[Material]

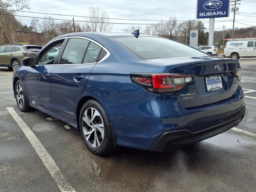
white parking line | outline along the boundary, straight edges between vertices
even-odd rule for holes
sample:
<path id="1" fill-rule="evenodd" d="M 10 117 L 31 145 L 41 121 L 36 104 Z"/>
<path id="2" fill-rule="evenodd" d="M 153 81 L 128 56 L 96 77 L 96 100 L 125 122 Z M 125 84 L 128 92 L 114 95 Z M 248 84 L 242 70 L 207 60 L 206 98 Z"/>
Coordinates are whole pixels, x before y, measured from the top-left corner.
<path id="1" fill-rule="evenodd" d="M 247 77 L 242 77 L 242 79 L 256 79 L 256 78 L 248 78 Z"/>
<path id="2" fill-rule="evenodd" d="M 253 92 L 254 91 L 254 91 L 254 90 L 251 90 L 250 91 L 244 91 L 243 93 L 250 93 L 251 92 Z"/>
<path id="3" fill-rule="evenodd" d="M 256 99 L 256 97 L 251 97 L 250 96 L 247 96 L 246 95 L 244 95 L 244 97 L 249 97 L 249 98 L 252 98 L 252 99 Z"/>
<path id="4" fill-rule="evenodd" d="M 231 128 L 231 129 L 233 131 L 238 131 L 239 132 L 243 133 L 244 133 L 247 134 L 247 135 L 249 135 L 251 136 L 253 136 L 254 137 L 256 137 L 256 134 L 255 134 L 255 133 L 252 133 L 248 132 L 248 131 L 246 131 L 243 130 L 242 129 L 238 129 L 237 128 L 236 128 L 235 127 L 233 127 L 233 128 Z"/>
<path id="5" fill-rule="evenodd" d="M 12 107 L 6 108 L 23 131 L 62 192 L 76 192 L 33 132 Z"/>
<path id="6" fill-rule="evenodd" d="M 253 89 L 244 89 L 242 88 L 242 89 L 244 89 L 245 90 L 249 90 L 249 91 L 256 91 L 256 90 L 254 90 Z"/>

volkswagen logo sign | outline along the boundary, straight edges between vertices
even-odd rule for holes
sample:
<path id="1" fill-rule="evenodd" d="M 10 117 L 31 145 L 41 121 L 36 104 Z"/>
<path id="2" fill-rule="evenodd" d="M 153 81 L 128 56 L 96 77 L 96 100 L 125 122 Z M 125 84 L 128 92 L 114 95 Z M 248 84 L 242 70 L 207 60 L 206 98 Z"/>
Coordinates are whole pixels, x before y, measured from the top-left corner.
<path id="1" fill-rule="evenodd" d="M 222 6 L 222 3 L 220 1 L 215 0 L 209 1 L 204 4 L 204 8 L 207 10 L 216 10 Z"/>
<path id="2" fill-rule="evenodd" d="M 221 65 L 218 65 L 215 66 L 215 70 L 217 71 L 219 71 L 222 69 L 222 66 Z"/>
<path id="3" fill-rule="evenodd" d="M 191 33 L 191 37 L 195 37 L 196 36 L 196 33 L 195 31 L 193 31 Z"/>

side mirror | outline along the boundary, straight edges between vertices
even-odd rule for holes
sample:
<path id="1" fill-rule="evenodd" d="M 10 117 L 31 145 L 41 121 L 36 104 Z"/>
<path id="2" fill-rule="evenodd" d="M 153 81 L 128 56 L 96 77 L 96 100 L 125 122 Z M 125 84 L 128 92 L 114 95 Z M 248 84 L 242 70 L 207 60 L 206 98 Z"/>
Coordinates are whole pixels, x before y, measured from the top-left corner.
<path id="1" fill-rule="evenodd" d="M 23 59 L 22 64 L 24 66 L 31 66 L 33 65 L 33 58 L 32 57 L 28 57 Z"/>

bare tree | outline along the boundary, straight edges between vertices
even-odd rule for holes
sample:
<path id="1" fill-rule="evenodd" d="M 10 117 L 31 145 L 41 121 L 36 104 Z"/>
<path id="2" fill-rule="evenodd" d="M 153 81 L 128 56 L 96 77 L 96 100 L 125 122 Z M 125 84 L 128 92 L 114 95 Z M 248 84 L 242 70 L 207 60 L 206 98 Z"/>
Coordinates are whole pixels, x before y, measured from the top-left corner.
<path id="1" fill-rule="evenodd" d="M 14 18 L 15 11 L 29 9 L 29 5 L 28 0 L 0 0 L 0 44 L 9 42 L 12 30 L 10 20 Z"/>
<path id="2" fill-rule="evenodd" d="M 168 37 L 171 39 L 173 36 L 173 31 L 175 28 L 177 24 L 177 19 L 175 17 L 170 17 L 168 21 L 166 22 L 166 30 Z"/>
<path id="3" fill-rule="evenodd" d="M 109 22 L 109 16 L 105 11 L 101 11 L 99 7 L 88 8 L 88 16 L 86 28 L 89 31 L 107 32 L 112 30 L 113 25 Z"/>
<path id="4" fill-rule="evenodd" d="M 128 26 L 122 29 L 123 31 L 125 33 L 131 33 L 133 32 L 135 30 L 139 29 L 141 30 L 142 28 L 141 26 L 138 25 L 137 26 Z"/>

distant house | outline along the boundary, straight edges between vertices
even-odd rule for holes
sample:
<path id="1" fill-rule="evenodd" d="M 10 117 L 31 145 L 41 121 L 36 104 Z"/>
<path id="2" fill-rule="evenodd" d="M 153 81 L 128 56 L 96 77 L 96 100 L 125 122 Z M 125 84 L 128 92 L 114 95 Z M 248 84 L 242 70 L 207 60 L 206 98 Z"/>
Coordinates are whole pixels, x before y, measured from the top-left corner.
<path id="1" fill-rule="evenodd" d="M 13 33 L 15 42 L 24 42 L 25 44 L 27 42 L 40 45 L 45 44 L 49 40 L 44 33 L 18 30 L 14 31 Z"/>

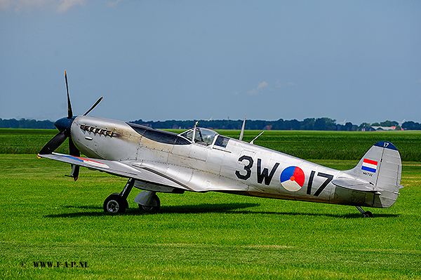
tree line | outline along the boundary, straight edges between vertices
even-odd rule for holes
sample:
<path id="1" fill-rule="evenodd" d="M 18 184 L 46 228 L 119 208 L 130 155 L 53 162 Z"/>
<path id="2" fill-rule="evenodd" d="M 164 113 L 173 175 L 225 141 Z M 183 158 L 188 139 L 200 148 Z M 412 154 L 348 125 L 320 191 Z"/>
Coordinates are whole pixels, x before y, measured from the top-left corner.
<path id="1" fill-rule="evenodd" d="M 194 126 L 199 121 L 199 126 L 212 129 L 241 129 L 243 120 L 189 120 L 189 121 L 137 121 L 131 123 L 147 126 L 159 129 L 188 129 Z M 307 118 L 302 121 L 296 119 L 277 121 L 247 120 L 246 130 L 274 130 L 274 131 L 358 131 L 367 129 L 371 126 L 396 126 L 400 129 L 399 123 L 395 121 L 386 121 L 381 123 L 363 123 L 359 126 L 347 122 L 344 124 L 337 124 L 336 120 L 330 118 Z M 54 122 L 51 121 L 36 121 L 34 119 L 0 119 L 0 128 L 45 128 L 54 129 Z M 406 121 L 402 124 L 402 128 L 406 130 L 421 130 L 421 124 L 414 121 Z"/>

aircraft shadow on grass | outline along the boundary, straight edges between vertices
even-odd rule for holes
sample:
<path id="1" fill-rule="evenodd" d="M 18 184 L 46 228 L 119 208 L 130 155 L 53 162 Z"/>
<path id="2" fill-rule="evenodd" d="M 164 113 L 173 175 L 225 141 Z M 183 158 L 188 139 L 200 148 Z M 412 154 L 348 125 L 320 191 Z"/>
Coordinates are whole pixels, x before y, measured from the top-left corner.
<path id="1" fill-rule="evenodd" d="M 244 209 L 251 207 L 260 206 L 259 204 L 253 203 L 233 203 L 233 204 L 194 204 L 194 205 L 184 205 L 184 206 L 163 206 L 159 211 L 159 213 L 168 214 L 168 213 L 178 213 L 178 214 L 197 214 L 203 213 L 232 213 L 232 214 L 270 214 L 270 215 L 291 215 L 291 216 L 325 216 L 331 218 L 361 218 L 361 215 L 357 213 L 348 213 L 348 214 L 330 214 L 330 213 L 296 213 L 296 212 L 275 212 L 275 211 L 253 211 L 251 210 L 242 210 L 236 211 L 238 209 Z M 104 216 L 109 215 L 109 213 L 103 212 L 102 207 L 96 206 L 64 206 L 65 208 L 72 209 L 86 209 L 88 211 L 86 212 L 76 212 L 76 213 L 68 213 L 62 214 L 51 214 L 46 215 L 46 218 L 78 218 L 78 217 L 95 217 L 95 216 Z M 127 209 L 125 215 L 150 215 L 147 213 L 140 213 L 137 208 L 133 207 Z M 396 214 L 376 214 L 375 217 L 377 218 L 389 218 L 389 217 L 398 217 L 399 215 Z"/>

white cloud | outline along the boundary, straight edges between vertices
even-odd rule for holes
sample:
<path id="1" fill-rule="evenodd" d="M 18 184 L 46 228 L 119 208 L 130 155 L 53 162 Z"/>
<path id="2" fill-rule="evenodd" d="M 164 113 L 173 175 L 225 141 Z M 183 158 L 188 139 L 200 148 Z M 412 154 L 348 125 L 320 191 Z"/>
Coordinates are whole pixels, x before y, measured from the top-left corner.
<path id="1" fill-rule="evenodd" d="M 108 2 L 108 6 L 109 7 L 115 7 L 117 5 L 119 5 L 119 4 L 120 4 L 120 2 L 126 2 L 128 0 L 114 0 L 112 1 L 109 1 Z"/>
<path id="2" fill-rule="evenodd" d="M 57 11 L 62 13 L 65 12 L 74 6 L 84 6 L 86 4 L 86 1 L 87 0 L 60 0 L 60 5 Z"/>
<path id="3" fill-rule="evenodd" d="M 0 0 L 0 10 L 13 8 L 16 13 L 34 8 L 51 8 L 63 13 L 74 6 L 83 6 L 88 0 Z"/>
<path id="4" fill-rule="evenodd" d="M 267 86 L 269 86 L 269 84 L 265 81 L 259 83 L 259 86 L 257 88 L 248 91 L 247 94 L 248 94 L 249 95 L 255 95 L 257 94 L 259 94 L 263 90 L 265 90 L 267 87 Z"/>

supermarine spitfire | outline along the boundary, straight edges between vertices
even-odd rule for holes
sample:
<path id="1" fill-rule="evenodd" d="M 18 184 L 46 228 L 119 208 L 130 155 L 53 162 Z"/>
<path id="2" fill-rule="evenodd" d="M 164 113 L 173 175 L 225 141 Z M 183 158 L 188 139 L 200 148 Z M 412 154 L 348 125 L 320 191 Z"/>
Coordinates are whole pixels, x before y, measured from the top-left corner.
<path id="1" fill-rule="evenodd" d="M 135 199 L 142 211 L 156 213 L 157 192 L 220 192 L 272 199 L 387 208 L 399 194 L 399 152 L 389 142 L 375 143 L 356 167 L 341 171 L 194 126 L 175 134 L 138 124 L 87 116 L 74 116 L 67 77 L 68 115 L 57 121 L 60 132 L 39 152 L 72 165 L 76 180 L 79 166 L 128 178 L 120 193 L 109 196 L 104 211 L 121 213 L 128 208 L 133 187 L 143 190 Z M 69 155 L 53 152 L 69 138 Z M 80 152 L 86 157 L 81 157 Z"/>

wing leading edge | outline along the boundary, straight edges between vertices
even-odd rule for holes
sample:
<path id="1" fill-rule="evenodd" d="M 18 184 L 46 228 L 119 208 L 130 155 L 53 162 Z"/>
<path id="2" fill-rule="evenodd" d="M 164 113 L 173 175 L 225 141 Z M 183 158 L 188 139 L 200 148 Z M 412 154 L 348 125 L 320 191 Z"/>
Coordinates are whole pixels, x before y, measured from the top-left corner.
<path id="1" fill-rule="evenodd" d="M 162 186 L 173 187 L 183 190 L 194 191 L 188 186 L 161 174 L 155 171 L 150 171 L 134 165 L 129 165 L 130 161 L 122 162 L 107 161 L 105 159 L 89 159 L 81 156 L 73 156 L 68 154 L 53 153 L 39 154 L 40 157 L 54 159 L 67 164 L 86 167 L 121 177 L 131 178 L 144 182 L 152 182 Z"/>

[Directive]
Rewrite every line from the line with "distant house |" to the line with "13 33 L 15 42", both included, with the request lines unchanged. In the answer outline only, multiply each coordinate by 1.05 and round to the nearest whole number, rounding halves up; leave the sample outlines as they are.

[Finished task]
distant house | outline along the boundary, straight edges between vertices
even-odd rule for holes
sample:
<path id="1" fill-rule="evenodd" d="M 10 117 L 31 145 L 41 121 L 36 104 Z"/>
<path id="2" fill-rule="evenodd" d="M 153 81 L 128 56 L 96 77 L 96 100 L 125 122 Z M 125 84 L 128 92 L 114 95 Z M 248 84 L 242 70 L 207 60 L 206 98 Z"/>
Coordinates are whole pixels, x before y, measured from the top-left corner.
<path id="1" fill-rule="evenodd" d="M 14 35 L 16 44 L 25 44 L 26 46 L 28 44 L 42 47 L 47 46 L 51 42 L 46 35 L 19 32 L 15 33 Z"/>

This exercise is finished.